- **WRITTEN EXERCISE**: Can you update the entries below by replacing "lane-count record" with "room-inventory record" and leaving every other word unchanged?

- **DATA TO USE**:
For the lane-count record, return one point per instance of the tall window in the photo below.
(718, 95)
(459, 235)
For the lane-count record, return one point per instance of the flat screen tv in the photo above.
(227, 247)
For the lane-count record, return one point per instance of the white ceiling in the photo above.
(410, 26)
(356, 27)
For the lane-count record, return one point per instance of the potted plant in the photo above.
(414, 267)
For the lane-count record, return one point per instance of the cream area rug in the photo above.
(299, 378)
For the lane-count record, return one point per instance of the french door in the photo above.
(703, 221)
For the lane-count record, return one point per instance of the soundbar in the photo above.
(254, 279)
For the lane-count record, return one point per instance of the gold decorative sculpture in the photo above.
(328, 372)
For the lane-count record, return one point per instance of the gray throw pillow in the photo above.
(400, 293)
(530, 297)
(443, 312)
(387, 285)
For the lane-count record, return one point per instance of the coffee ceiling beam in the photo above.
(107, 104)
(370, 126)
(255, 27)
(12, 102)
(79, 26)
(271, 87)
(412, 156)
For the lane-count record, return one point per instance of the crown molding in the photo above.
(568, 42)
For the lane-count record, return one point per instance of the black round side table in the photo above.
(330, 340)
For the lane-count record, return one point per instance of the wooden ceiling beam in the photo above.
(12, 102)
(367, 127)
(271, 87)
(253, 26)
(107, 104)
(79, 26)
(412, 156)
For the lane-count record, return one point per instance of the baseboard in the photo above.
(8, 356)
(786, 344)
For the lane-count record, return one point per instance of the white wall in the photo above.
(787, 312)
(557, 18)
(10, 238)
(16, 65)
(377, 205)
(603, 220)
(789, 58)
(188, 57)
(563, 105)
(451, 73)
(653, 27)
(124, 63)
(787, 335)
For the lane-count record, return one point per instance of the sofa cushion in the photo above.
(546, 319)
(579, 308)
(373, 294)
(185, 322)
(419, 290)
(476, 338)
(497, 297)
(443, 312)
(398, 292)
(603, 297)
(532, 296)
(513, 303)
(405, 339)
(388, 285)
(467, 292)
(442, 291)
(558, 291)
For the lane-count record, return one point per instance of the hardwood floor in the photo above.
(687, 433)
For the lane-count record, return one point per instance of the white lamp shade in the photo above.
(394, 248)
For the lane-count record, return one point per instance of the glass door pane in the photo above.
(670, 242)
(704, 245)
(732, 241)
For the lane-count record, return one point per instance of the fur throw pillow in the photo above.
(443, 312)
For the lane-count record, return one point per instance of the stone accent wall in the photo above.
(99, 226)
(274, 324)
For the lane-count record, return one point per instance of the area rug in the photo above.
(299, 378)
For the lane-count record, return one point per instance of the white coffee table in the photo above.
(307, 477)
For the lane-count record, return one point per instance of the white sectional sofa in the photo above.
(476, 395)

- **ANSWER BELOW**:
For the room-inventory record, return one point per instance of the tall window in the photo below.
(718, 95)
(459, 235)
For the room-inventory record, return one point per instance of the flat screen tv in the photo above.
(227, 247)
For the room-inventory record, return one point per instance of the white ceiling in the photo above.
(410, 26)
(356, 27)
For the room-inventory record, return one point per instance of the potted plant in the photo above.
(414, 267)
For the room-inventory record, return one point per instance of the cream area rug in the photo above.
(299, 378)
For the room-inventory record, return one point per instance of the french door in the photo above.
(703, 221)
For the room-inventory record, return one point per instance of the soundbar in the photo above.
(254, 279)
For the room-inventory record, return one point per instance of the gold decorative sculpture in the photo above.
(328, 372)
For the room-inventory record, return one point per instance of the gray throw pillow in the photo above.
(400, 293)
(530, 297)
(443, 312)
(387, 285)
For the room-inventory record, return one point per instance of the coffee ceiling beam in the photo above.
(107, 104)
(370, 126)
(255, 27)
(12, 102)
(79, 26)
(271, 87)
(412, 156)
For the room-inventory record, return one point per instance of the crown molding in the photo above.
(568, 42)
For the room-inventory record, return one point per instance of the black round side table in the photo above.
(330, 340)
For the room-inventory record, return one point per instance of the wooden ceiling beam in the photo above.
(12, 102)
(367, 127)
(271, 87)
(253, 26)
(107, 104)
(79, 26)
(412, 156)
For the room-inventory record, return one point per instance of the baseboard in the photo above.
(8, 356)
(786, 344)
For the room-inventory record, return one point per instance of the white wall in the photo above.
(787, 312)
(557, 18)
(10, 238)
(16, 65)
(377, 205)
(603, 220)
(789, 58)
(188, 57)
(563, 105)
(451, 73)
(653, 27)
(124, 63)
(787, 335)
For the room-inventory record, return one point per instance of the sofa cushion in the photo above.
(546, 319)
(579, 308)
(373, 294)
(185, 322)
(419, 290)
(476, 338)
(497, 297)
(443, 312)
(398, 292)
(603, 297)
(532, 296)
(513, 303)
(405, 339)
(388, 285)
(467, 292)
(442, 291)
(558, 291)
For the room-inventory record, return one point per instance of the hardwood floor in the photo above.
(687, 433)
For the room-inventory record, return one point per instance of the white lamp shade in the photo above.
(394, 248)
For the room-inventory record, return one point per instance of the glass door pane in the photo above.
(670, 242)
(704, 245)
(732, 241)
For the room-inventory record, return one point per instance of the fur throw pillow in the photo above.
(443, 312)
For the room-inventory record, return one point per instance of the stone accent wall in the photo above.
(99, 226)
(274, 324)
For the room-inventory record, return one point per instance of the area rug in the photo above.
(299, 378)
For the room-inventory record, return one point per instance of the white coffee table in the photo above.
(307, 477)
For the room-inventory record, return one point per instance of the white sectional sofa in the photo above.
(476, 395)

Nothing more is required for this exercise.